◆ **İstenen görev**:
Yargıtay kararına göre:
(a) Davaya ilk derecede hangi mahkeme bakmıştır?
(b) Dava hangi tarihte açılmıştır?
(c) Bölge Adliye Mahkemesi istinaf başvurusu hakkında ne karar vermiştir?

◆ **Alıntılanan metin**:
★ ★ ★ ★ ★ ★ ★

Yargıtay Kararı 6. Hukuk Dairesi 2022/2336 E. 2023/2356 K. 13.06.2023 T.

YARGITAY KARARI
DAİRE : 6. Hukuk Dairesi
ESAS NO : 2022/2336
KARAR NO : 2023/2356
KARAR TARİHİ : 13.06.2023

İNCELENEN KARARIN
MAHKEMESİ : İstanbul Bölge Adliye Mahkemesi 15. Hukuk Dairesi
SAYISI : 2019/1093 E., 2022/309 K.
DAVA TARİHİ : 05.08.2015
HÜKÜM/KARAR : Kabul
İLK DERECE MAHKEMESİ : İstanbul Anadolu 20. Asliye Hukuk Mahkemesi
SAYISI : 2015/307 E., 2019/34 K.

Taraflar arasındaki alacak davasından dolayı yapılan yargılama sonunda İlk Derece Mahkemesince davanın kabulüne karar verilmiştir.

Kararın davacı vekili tarafından istinaf edilmesi üzerine, Bölge Adliye Mahkemesince başvurunun esastan reddine karar verilmiştir.

Bölge Adliye Mahkemesi kararı davacı vekili tarafından duruşma istemli temyiz edilmekle; kesinlik, süre, temyiz şartı ve diğer usul eksiklikleri yönünden yapılan ön inceleme sonucunda, 13.06.2023 tarihinde duruşma yapılmasına ve duruşma gününün taraflara davetiye ile bildirilmesine karar verilmiştir.

★ ★ ★ ★ ★ ★ ★

◆ **Veri kümesinden kesit**:
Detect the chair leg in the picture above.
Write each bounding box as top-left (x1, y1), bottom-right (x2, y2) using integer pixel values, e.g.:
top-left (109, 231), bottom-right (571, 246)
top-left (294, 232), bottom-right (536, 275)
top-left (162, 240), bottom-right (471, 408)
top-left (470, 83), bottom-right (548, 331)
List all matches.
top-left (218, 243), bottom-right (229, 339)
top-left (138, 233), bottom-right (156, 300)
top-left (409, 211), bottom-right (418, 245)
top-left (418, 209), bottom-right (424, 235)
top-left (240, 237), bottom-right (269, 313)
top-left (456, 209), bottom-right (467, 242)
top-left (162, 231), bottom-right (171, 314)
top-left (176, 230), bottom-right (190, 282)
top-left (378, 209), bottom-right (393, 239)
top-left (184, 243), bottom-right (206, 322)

★ ★ ★ ★ ★ ★ ★

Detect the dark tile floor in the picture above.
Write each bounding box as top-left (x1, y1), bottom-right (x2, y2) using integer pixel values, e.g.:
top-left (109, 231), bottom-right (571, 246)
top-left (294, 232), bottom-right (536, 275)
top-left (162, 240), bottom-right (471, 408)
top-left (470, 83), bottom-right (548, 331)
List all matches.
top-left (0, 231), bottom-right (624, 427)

★ ★ ★ ★ ★ ★ ★

◆ **Nihai sonuç**:
(a) İstanbul Anadolu 20. Asliye Hukuk Mahkemesi
(b) 05.08.2015
(c) Başvurunun esastan reddine karar vermiştir.